:: SET EXERCISE ::
Copy the material from its first line through the line containing "[0,472,1345,893]", replacing "inspect" with "examine" and changing nothing else. Omit the pictures.

....................

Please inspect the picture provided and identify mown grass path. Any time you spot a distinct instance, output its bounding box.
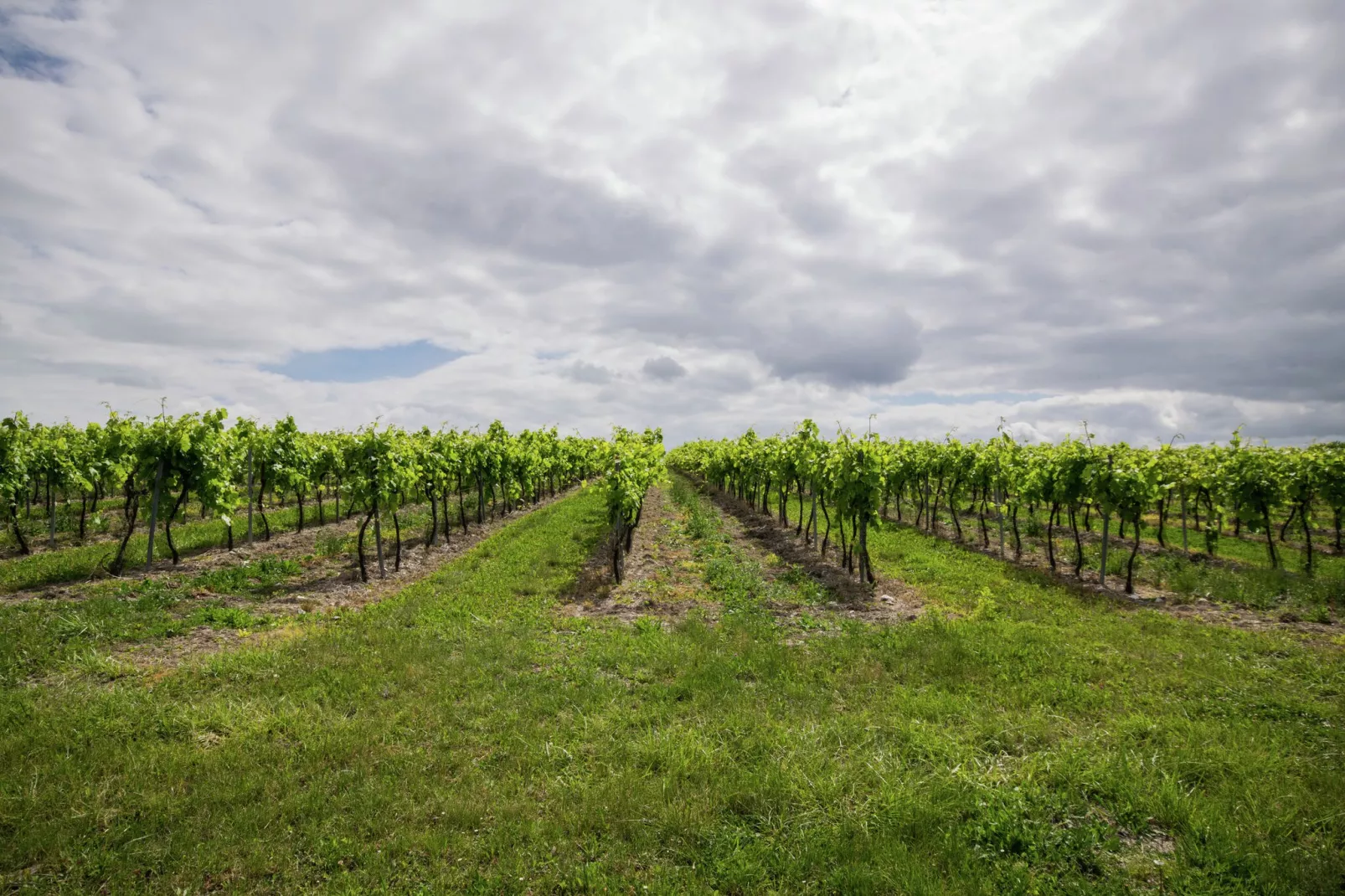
[0,488,1345,893]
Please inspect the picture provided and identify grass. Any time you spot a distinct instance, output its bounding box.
[0,478,1345,893]
[0,497,441,594]
[0,557,301,685]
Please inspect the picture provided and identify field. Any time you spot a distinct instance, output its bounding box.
[0,472,1345,893]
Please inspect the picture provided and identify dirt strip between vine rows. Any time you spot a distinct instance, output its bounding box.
[562,472,924,623]
[12,488,575,668]
[731,486,1341,647]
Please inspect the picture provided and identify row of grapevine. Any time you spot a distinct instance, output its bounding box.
[668,420,888,583]
[668,420,1345,592]
[0,409,613,579]
[606,426,663,584]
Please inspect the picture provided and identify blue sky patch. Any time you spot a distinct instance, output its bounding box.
[0,13,69,84]
[262,339,466,382]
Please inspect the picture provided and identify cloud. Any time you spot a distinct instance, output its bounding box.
[565,361,612,384]
[642,355,686,382]
[262,339,466,382]
[0,0,1345,443]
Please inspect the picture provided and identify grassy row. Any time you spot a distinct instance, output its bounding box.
[0,490,1345,893]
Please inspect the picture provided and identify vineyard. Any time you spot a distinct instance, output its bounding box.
[0,409,1345,893]
[668,420,1345,594]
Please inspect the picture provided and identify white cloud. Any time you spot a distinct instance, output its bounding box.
[0,0,1345,441]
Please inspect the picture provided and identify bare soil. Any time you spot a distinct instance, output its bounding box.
[561,474,924,632]
[561,484,719,621]
[695,473,924,623]
[10,492,580,667]
[897,523,1340,643]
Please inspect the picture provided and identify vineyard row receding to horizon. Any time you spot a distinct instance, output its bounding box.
[0,409,663,590]
[0,409,1345,592]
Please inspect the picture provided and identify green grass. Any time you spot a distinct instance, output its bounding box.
[0,507,358,594]
[0,557,301,685]
[0,478,1345,893]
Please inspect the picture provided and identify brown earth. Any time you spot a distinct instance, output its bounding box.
[14,492,584,667]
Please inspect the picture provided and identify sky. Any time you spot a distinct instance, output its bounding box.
[0,0,1345,444]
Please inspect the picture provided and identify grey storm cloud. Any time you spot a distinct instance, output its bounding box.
[0,0,1345,443]
[642,355,686,382]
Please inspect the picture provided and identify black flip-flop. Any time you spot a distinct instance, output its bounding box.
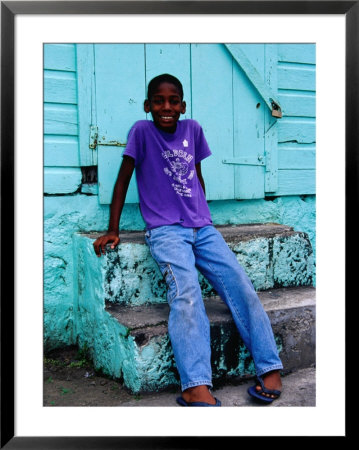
[247,377,282,403]
[176,397,221,406]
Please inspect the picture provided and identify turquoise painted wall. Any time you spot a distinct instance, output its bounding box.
[44,44,316,349]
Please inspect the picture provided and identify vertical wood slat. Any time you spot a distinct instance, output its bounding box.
[191,44,234,200]
[76,44,97,166]
[264,44,283,192]
[95,44,146,204]
[233,44,269,199]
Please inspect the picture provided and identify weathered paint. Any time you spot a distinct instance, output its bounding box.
[75,284,315,393]
[44,194,315,349]
[76,226,314,306]
[44,44,315,356]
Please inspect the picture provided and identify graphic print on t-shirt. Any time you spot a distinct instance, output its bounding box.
[162,143,194,197]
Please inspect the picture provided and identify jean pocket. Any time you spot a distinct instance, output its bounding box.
[160,264,178,304]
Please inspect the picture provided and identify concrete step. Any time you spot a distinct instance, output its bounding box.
[74,223,314,306]
[77,286,315,393]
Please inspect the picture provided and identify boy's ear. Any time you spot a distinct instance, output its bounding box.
[143,99,151,113]
[181,102,186,114]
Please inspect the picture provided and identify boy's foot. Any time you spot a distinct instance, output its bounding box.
[256,370,282,400]
[182,385,216,405]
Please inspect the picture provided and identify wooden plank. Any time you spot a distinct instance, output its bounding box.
[278,63,316,91]
[278,145,316,170]
[44,70,77,104]
[225,44,280,115]
[233,46,267,199]
[276,170,315,195]
[145,44,192,119]
[191,44,234,200]
[98,146,139,204]
[44,103,77,136]
[278,90,316,117]
[44,135,80,167]
[44,167,82,194]
[76,44,97,166]
[277,44,316,64]
[278,117,316,144]
[44,44,76,72]
[95,44,146,143]
[264,44,282,192]
[95,44,146,204]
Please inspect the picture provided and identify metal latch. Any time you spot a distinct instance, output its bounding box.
[222,155,265,166]
[270,98,282,119]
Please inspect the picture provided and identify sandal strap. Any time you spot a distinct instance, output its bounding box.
[257,377,282,397]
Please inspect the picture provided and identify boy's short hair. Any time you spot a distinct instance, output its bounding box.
[147,73,183,100]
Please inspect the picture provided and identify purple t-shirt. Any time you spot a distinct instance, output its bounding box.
[124,119,212,229]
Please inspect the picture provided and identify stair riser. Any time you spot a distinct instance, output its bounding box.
[76,233,313,306]
[76,296,315,393]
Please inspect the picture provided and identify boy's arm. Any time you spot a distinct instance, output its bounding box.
[196,162,206,195]
[93,155,135,256]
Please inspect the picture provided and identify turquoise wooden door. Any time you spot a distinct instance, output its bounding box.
[79,44,277,204]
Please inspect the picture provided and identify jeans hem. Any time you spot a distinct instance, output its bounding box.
[257,364,283,377]
[181,380,213,392]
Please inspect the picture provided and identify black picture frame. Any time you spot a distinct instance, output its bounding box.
[0,0,359,449]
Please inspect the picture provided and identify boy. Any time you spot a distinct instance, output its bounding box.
[94,74,283,406]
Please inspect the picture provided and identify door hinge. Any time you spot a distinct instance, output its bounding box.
[89,125,98,149]
[89,125,127,150]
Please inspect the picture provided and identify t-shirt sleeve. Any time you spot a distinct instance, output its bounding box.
[123,122,143,166]
[195,122,212,164]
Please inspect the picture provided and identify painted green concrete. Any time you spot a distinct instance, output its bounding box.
[44,194,315,350]
[76,227,313,306]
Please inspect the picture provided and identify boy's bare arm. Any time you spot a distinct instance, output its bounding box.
[196,163,206,195]
[93,156,135,256]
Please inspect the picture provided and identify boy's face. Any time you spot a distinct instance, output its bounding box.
[144,83,186,133]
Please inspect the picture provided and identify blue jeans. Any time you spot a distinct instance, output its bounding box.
[146,225,283,390]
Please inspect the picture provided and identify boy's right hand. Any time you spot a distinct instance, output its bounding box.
[93,232,120,256]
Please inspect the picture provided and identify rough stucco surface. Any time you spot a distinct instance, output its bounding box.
[44,194,315,349]
[77,225,313,306]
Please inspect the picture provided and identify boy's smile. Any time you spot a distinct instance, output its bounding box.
[144,83,186,133]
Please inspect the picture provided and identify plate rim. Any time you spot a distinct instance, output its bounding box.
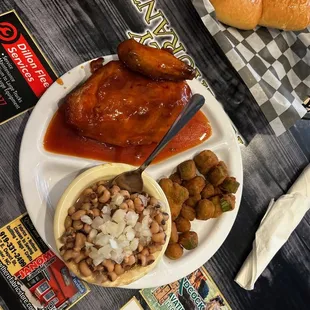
[19,55,243,289]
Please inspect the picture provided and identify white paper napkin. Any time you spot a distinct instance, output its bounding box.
[235,164,310,290]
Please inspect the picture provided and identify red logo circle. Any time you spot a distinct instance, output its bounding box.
[0,22,18,42]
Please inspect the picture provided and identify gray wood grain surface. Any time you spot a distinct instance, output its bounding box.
[0,0,310,310]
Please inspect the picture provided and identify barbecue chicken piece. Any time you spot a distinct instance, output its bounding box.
[65,61,191,147]
[117,39,195,81]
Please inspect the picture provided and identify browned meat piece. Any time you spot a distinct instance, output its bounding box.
[65,61,191,147]
[117,39,195,81]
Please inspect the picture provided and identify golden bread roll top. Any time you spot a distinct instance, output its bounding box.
[210,0,263,30]
[259,0,310,30]
[210,0,310,30]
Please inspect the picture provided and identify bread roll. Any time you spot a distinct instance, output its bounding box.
[210,0,263,30]
[210,0,310,30]
[259,0,310,30]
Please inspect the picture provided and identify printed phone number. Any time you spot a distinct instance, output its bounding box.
[0,231,27,267]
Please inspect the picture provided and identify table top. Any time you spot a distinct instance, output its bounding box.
[0,0,310,310]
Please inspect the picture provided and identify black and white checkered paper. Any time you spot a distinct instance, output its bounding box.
[192,0,310,136]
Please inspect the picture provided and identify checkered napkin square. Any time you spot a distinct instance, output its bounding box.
[192,0,310,136]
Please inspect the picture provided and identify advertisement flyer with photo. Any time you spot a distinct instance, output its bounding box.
[0,214,89,309]
[140,267,231,310]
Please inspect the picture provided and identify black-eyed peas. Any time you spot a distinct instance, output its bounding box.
[71,210,86,221]
[74,252,87,264]
[114,264,125,276]
[60,181,169,283]
[99,190,111,203]
[65,215,72,229]
[74,233,86,252]
[141,248,150,256]
[152,232,166,243]
[108,271,118,282]
[79,260,92,277]
[83,188,93,196]
[110,185,121,196]
[81,202,92,211]
[155,213,164,224]
[68,206,76,215]
[119,190,130,199]
[150,221,159,234]
[72,220,84,230]
[62,249,79,262]
[102,259,115,272]
[96,184,106,196]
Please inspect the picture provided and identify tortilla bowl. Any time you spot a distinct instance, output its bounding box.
[54,163,171,287]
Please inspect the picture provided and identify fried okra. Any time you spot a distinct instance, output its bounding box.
[181,204,196,221]
[196,199,215,221]
[220,194,236,212]
[194,150,219,175]
[175,216,191,232]
[178,159,196,180]
[201,183,214,199]
[182,176,206,196]
[185,194,201,208]
[179,231,198,250]
[165,243,183,259]
[169,222,179,244]
[169,172,182,185]
[207,161,228,187]
[159,178,189,221]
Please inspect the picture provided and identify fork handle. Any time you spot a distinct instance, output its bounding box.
[139,94,205,173]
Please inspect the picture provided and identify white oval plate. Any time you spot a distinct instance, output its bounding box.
[19,55,243,289]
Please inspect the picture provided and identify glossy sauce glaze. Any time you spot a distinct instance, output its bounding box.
[44,106,212,165]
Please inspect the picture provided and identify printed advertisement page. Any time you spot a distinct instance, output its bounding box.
[0,214,89,309]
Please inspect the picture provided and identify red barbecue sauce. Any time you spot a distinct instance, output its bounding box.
[44,106,212,165]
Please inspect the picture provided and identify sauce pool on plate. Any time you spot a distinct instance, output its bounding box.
[43,106,212,165]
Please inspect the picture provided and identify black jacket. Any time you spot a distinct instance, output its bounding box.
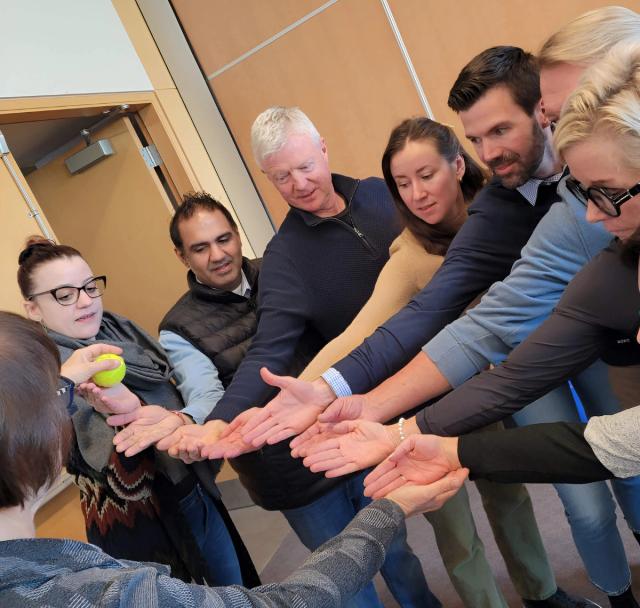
[160,258,262,388]
[209,175,400,510]
[211,174,400,422]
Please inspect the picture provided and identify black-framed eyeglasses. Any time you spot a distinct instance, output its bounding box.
[567,177,640,217]
[27,275,107,306]
[56,376,76,408]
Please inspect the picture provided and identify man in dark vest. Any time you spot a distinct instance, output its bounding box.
[160,193,260,423]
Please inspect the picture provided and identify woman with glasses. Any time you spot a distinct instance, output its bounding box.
[18,237,259,586]
[322,41,640,607]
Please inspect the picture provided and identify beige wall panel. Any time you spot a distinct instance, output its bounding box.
[111,0,175,90]
[28,118,186,335]
[0,155,54,314]
[171,0,328,76]
[213,0,422,224]
[389,0,640,141]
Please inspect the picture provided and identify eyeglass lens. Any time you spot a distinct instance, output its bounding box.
[53,277,105,306]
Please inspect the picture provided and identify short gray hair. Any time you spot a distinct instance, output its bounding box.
[554,41,640,169]
[251,106,321,166]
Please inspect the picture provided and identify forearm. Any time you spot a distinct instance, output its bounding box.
[366,353,451,422]
[458,422,613,483]
[584,406,640,477]
[250,499,404,608]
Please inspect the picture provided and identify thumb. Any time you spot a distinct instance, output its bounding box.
[318,397,352,422]
[86,342,122,358]
[260,367,295,389]
[87,359,120,376]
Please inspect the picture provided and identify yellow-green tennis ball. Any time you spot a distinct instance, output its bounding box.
[91,353,127,388]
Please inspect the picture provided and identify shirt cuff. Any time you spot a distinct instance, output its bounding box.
[322,367,353,397]
[422,326,504,388]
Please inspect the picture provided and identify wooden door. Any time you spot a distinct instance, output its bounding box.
[0,148,54,314]
[27,117,186,336]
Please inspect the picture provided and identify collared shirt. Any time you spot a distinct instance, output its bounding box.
[231,270,251,298]
[322,174,562,396]
[516,171,563,205]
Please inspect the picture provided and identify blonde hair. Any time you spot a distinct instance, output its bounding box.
[251,106,321,166]
[538,6,640,68]
[554,40,640,168]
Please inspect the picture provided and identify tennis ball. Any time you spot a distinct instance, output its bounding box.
[91,353,127,388]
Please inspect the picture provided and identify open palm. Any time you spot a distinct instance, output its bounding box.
[242,367,332,447]
[303,419,395,477]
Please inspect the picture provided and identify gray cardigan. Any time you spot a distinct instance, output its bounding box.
[0,499,404,608]
[584,406,640,477]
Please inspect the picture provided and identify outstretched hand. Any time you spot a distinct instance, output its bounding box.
[364,435,460,498]
[303,420,399,477]
[107,405,184,456]
[76,382,140,416]
[241,367,335,447]
[156,420,227,464]
[202,407,260,459]
[385,469,469,517]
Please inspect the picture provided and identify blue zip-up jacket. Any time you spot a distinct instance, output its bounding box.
[423,178,612,387]
[334,179,559,393]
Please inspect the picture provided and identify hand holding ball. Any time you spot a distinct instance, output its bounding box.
[91,354,127,388]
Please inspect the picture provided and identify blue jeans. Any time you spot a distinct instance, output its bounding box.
[282,471,442,608]
[513,361,640,594]
[179,484,242,586]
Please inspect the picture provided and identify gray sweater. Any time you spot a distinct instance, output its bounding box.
[0,499,404,608]
[584,406,640,477]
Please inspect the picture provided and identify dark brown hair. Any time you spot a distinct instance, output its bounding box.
[18,235,82,300]
[169,192,238,251]
[0,312,71,509]
[447,46,541,116]
[382,116,486,255]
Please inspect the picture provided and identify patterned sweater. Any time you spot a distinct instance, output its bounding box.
[0,499,404,608]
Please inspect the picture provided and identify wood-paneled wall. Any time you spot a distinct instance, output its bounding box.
[172,0,640,223]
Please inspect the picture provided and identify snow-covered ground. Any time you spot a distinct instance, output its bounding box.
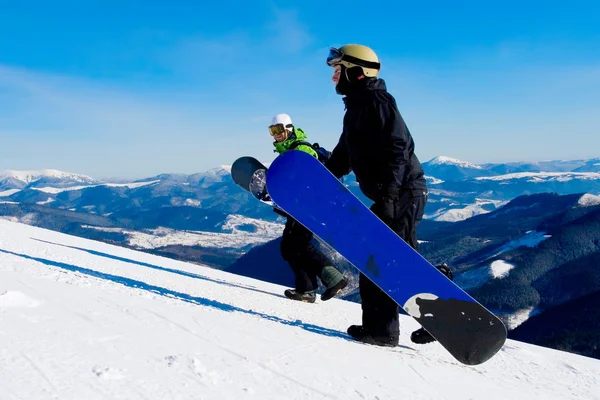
[0,220,600,400]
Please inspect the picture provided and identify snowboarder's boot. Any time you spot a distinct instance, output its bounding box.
[321,276,348,301]
[283,289,317,303]
[410,328,435,344]
[348,325,398,347]
[410,263,454,344]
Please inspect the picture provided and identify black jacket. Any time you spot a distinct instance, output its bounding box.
[326,79,427,201]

....................

:: THE REPLY ::
Please examine the picture provided and identify mown grass path. Any time you spot a distinct instance, output its bounding box.
[0,488,1345,893]
Please examine the picture provided and identify grass. Any time you spot a distinct instance, output its bounding box.
[0,478,1345,893]
[0,497,441,594]
[0,557,301,685]
Please examine the picture provided and identify field. Any time you spot a distinct instance, output its bounding box.
[0,472,1345,893]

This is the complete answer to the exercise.